:: Entries

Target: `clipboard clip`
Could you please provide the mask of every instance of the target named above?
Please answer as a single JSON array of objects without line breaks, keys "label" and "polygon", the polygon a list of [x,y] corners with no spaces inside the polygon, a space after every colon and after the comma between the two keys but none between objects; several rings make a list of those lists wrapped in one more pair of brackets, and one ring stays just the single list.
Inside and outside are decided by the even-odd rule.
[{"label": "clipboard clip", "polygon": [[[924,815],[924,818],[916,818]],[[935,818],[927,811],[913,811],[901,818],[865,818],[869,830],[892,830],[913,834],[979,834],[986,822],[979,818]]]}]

::::

§ Objective
Give the data above as a Markdown table with the columns Row and Line, one numbered row per line and blank lines left out.

§ The result
| Row | Line |
|---|---|
| 1 | Target: `clipboard clip` |
| 2 | Could you please provide the mask of every instance of the target named above? |
| 3 | Please answer as a single JSON array of objects without line breaks, keys "label" and "polygon", the polygon a list of [x,y] corners with no spaces inside the polygon, a space after every colon and after the comma between the two keys but none between objects; several rings make a list of those lists wrapped in one more pair of brackets, and one ring stays just the single list. |
| 4 | Inside and outside are decided by the even-odd rule. |
| 5 | [{"label": "clipboard clip", "polygon": [[[924,815],[924,818],[916,818]],[[935,818],[927,811],[913,811],[901,818],[865,818],[869,830],[892,830],[913,834],[979,834],[986,822],[979,818]]]}] |